----- DATA EXCERPTS

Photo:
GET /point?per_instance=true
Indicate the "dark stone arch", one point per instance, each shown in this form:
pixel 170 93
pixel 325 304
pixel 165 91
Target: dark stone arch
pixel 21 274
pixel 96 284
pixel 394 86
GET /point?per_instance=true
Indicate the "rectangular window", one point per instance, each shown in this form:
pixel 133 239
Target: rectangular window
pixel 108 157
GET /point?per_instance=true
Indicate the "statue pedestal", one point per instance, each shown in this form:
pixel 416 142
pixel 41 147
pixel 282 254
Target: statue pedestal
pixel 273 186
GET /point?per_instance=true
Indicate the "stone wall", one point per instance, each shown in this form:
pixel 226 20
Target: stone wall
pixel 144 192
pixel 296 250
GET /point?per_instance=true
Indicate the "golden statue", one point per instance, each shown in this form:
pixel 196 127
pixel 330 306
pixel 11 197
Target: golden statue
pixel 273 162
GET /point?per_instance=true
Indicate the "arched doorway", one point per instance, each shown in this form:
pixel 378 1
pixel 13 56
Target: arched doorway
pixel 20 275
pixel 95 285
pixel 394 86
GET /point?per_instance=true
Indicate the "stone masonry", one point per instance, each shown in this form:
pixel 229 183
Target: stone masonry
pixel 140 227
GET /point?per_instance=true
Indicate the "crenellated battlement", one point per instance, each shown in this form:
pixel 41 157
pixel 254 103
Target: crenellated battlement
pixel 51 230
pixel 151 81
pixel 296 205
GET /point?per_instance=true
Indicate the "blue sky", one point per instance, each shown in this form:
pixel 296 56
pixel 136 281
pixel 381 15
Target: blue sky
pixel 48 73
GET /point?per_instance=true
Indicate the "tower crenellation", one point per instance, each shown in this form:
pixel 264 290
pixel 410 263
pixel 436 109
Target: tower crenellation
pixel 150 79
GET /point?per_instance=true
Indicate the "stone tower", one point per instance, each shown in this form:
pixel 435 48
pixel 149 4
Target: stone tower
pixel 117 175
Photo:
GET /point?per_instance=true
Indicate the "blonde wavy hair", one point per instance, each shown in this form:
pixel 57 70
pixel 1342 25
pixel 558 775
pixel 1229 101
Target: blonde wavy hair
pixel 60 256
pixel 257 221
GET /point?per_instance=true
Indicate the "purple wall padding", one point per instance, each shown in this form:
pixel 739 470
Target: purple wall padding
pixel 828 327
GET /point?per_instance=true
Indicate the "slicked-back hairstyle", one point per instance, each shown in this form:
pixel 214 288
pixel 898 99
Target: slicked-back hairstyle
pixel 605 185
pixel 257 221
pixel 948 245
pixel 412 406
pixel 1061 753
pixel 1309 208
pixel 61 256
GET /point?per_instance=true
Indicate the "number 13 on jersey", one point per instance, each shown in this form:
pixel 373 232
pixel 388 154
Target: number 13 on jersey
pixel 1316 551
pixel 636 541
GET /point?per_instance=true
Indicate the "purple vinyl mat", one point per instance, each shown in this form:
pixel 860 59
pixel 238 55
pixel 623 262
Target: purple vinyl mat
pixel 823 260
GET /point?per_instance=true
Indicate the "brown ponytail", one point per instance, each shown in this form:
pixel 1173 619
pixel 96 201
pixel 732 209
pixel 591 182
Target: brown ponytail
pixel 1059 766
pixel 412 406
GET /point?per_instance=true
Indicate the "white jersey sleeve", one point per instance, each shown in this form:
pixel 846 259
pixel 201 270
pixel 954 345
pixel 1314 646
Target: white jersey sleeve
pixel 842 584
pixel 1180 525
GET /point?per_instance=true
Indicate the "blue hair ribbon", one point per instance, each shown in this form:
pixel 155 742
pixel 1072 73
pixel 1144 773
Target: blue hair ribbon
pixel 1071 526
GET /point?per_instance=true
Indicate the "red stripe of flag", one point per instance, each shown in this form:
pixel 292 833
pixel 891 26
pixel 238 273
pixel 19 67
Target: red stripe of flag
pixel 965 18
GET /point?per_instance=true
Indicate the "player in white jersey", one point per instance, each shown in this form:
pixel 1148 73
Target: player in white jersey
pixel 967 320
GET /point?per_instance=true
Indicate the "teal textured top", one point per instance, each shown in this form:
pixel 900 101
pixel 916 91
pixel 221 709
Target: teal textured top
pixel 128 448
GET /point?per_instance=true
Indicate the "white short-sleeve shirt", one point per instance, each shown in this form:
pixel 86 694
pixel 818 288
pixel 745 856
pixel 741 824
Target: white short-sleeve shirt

----------

◆ GIVEN REQUEST ◆
Retype the lines from the first one through the line containing "pixel 108 157", both included, with no changes.

◆ FULL OUTPUT ◆
Photo:
GET /point?per_instance=true
Indicate the "dark stone arch", one point per instance, each shown in this form:
pixel 170 93
pixel 325 304
pixel 165 91
Target: dark stone arch
pixel 21 274
pixel 96 284
pixel 394 86
GET /point?per_instance=true
Indicate the "rectangular window", one point per instance, each shown in this form:
pixel 133 239
Target: rectangular window
pixel 108 157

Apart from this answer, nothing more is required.